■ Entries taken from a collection

-*-

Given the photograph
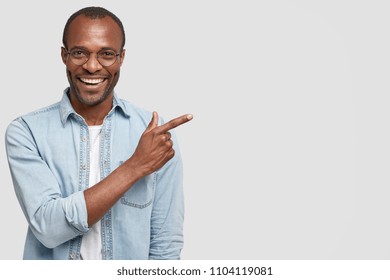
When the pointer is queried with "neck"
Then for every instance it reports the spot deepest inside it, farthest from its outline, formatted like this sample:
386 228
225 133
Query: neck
92 114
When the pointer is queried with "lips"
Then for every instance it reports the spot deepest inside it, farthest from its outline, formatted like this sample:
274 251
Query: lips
92 81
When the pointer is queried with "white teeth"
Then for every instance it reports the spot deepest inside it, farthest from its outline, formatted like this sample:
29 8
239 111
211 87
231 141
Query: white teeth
91 81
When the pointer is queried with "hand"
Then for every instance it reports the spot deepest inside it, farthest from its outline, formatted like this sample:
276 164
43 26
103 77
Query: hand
155 146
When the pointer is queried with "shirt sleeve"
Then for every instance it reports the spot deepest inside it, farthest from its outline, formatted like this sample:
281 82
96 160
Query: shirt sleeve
53 219
168 210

-*-

■ TASK DESCRIPTION
Set the entries down again exactly. Do not include the images.

■ ANSWER BELOW
Given the photograph
When the pointer is queried with "neck"
Then for every instance it reports the spot deepest inside it, farthest from its outline, formatted like this sample:
386 228
225 133
Query: neck
92 114
When the pointer is queried with "lips"
Then for every instance it reports the spot deepest inside it, farthest from its outline, formatted like this sample:
274 251
Query: lips
92 81
When the pointer is queried with "white teeth"
Then for every instance it reports the spot deepest inside it, farthest from its outline, formatted like this sample:
29 8
239 111
211 87
231 141
Query: white teeth
91 81
When the pointer is queried with "hand"
Then for every instance it reports the spot deepest inside it, farthest from its outline, formatted like this sample:
276 164
43 26
103 77
Query: hand
155 146
When the pointer is queried with "shirt sleeve"
Then for every instance it reports the spot deepest inside it, farthest from its outline, formatted like this sample:
281 82
96 160
Query: shirt sleeve
53 219
168 210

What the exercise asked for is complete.